**Exercise details:** For each line of the data below, copy it if it holds the word "that".

**Record extracts:**
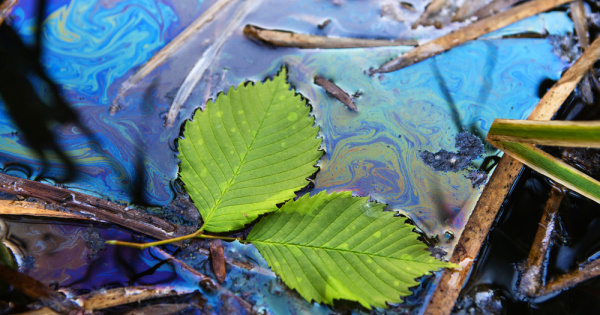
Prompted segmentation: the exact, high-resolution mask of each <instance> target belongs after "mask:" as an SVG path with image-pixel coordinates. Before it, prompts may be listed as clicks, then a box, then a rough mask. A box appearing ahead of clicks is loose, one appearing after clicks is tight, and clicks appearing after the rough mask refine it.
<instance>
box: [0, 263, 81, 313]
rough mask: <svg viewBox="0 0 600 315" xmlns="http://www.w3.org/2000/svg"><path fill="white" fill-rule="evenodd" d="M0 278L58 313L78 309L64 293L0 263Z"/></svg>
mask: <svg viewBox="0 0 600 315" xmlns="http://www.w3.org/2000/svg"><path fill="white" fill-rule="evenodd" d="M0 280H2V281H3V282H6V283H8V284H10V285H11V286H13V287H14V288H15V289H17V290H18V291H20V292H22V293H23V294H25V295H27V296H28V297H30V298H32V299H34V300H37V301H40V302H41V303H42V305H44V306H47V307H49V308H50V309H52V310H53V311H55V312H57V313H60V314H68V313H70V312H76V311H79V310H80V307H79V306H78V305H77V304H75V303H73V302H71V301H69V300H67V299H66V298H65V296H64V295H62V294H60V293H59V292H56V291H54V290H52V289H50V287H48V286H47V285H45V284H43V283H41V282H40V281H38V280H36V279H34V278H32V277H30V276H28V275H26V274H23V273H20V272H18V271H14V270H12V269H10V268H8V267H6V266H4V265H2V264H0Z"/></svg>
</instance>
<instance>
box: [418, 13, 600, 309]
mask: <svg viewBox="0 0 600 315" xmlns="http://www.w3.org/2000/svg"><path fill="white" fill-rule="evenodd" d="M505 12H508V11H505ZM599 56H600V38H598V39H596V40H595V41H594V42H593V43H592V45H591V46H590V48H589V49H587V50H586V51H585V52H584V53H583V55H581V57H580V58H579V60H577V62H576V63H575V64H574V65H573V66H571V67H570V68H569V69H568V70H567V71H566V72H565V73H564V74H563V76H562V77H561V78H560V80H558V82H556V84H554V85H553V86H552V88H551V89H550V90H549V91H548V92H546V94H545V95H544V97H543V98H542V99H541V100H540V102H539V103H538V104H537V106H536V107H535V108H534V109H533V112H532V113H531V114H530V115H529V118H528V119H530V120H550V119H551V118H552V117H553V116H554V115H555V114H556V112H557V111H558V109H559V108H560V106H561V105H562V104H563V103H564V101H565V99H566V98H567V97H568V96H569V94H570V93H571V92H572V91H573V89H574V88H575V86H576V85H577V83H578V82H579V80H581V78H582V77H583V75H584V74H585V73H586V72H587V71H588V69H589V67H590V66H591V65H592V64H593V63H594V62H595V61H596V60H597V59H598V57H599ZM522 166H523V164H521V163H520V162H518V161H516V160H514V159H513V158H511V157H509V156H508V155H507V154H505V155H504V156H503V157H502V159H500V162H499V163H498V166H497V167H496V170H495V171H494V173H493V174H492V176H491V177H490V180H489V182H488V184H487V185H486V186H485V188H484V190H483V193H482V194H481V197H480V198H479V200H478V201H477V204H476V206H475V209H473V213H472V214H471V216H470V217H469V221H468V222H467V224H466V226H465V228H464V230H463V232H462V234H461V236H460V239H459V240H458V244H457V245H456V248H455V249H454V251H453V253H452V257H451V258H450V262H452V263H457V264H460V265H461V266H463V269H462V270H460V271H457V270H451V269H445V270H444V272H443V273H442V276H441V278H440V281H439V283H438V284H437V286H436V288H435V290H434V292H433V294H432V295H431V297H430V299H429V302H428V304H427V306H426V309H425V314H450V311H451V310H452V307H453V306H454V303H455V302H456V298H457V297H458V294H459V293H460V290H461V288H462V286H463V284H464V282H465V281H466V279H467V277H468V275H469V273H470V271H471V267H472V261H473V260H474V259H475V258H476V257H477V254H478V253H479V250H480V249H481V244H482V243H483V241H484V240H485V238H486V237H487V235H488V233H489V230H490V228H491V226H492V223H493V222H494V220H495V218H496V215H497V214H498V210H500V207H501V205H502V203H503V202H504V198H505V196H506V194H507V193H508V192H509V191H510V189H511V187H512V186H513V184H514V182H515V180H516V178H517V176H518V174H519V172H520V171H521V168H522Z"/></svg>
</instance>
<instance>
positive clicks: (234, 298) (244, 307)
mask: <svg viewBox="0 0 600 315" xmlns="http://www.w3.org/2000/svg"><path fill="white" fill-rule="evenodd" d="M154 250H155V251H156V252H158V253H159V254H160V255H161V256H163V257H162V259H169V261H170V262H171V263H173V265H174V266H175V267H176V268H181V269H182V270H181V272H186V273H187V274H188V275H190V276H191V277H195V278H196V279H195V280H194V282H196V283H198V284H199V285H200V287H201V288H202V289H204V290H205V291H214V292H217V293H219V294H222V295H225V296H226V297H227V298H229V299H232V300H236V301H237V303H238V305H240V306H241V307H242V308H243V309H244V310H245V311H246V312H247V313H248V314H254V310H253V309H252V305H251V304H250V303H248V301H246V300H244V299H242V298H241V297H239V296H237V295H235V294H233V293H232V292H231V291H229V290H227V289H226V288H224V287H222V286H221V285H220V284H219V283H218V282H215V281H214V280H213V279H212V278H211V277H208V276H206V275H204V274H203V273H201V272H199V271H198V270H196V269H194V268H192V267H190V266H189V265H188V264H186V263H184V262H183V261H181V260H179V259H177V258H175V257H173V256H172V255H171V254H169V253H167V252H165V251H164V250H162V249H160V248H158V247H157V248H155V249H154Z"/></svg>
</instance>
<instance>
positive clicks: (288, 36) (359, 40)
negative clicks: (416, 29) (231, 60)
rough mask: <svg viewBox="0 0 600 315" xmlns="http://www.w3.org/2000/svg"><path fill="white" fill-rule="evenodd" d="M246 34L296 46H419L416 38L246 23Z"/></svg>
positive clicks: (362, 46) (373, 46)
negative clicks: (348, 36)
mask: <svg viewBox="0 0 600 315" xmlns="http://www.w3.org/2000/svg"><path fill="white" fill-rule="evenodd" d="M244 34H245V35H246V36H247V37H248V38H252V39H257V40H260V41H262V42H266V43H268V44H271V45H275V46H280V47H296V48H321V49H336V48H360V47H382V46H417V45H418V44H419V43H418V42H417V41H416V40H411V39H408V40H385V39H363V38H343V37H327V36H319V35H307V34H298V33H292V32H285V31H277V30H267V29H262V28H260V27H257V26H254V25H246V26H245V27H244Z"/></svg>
...
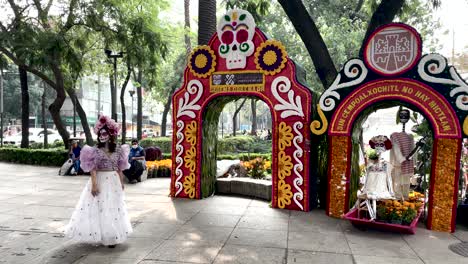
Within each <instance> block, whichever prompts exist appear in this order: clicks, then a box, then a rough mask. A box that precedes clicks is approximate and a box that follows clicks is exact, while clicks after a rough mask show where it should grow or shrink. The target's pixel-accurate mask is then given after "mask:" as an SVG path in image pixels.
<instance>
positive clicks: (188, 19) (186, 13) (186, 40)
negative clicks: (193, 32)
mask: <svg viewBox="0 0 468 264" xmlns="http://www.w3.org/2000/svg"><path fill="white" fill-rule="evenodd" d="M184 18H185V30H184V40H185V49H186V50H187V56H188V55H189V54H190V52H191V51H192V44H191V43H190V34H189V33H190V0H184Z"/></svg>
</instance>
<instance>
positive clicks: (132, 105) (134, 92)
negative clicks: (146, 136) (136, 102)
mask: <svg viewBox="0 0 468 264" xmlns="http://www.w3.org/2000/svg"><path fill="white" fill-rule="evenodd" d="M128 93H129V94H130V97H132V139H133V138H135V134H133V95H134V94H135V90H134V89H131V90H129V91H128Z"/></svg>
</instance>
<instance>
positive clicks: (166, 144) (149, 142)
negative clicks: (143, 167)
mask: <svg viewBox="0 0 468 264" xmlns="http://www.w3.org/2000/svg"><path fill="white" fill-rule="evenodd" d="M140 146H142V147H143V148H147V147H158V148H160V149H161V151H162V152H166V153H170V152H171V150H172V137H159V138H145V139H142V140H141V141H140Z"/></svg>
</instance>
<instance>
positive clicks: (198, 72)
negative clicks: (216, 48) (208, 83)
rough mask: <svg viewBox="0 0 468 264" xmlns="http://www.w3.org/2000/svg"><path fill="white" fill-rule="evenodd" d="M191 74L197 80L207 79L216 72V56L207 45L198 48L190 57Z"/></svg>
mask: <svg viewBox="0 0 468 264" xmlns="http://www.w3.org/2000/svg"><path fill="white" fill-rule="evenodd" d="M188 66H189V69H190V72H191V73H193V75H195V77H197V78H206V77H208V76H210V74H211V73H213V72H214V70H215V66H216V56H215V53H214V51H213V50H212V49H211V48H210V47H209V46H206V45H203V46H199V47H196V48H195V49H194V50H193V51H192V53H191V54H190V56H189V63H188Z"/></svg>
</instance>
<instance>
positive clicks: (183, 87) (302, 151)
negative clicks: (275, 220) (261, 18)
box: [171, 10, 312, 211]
...
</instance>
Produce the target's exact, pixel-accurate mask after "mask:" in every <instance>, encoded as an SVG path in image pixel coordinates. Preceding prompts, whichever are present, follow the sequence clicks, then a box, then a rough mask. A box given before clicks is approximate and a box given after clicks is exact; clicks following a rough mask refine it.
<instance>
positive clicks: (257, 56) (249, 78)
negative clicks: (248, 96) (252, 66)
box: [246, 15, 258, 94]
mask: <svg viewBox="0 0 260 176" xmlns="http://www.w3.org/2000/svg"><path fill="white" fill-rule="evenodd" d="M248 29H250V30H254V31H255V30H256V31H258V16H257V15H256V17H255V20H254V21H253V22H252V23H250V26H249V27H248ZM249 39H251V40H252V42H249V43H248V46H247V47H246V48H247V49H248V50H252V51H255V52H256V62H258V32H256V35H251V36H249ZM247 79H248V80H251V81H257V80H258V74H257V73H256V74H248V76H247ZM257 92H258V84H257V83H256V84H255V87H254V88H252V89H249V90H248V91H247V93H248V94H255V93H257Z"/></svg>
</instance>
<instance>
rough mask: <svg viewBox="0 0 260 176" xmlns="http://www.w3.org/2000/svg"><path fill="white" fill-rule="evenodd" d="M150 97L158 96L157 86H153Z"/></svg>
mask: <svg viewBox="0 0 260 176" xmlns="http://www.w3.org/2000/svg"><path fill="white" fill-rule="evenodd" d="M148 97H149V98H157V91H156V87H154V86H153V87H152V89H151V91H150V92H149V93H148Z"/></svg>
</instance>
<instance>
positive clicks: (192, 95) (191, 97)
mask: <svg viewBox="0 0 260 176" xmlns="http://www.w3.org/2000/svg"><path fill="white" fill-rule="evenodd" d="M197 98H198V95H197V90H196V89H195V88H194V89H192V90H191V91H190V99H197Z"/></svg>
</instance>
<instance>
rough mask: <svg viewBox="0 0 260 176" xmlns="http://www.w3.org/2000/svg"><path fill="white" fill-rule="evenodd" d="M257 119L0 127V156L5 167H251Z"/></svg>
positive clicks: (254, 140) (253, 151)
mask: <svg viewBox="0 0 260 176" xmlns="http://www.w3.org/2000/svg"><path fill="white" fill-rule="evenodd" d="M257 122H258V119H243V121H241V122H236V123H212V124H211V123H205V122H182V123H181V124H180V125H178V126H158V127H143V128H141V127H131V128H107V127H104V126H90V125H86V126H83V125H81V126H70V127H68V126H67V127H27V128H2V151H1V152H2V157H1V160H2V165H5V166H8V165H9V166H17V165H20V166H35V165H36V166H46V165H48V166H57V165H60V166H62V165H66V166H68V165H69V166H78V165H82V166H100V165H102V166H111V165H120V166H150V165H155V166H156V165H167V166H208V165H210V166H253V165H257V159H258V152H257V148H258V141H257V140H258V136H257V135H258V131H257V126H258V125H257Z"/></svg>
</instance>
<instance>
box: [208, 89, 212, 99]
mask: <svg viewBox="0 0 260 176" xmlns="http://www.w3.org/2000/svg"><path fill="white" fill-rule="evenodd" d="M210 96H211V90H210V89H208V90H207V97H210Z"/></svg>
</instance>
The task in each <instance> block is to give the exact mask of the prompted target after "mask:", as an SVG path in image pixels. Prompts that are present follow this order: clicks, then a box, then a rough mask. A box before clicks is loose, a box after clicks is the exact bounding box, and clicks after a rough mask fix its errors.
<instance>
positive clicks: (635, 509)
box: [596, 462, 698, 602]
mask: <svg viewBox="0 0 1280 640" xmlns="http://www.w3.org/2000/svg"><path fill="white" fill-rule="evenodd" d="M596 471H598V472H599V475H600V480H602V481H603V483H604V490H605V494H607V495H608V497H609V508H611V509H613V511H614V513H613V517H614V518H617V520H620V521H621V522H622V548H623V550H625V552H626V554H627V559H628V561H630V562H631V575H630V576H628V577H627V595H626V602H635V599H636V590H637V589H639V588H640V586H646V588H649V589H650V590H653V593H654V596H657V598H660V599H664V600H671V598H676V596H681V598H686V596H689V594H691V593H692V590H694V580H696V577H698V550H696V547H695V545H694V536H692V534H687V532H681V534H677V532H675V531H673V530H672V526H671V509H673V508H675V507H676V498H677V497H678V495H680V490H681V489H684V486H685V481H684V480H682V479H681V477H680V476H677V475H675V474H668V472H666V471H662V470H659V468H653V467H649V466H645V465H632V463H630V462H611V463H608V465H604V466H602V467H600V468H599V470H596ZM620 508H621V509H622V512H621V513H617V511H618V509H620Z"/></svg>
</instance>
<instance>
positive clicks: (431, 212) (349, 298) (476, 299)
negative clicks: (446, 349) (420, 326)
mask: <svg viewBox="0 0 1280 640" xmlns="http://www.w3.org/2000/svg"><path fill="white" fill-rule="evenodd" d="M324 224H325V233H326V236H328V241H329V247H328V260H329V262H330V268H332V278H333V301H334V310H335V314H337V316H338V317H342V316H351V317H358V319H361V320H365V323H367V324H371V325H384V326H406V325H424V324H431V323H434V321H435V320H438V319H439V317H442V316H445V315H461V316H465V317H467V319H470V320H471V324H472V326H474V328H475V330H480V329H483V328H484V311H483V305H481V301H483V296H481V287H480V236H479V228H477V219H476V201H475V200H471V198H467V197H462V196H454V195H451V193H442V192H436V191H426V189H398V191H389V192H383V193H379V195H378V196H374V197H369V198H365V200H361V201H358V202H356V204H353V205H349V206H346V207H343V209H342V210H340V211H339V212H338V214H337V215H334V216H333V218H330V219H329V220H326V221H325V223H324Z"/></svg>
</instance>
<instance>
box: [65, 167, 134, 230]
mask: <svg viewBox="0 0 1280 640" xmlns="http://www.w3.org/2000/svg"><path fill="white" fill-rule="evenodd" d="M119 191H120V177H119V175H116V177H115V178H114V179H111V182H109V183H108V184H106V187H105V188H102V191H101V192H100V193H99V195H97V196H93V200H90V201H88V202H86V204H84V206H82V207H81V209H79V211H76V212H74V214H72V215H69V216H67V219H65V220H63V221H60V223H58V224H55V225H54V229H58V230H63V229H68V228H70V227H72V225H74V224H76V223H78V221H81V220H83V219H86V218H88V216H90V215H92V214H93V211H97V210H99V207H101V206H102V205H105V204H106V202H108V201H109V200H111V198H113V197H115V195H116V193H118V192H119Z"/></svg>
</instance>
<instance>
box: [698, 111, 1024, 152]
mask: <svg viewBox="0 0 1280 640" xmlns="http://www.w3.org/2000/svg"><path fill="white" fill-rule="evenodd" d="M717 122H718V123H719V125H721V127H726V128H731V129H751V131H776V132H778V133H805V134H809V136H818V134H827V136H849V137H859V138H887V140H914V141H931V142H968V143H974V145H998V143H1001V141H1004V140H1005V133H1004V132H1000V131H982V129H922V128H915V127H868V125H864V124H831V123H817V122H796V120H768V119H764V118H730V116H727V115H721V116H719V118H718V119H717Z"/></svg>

**Solution below:**
Within each <instance> block, whichever prompts exist appear in this order: clicks, then a box, then a rough mask. A box that precedes clicks is approximate and a box that follows clicks is exact, while clicks after a rough mask show where it should grow or shrink. The target's pixel-accurate mask is then given after "mask:" as an SVG path in image pixels.
The task in each <instance> block is to give the exact mask of the prompted target after "mask:", as an SVG path in image pixels. Prompts that are present follow this order: clicks, then a box, then a rough mask. A box before clicks is loose, a box after clicks is the exact bounding box, and clicks after a rough mask fix its errors.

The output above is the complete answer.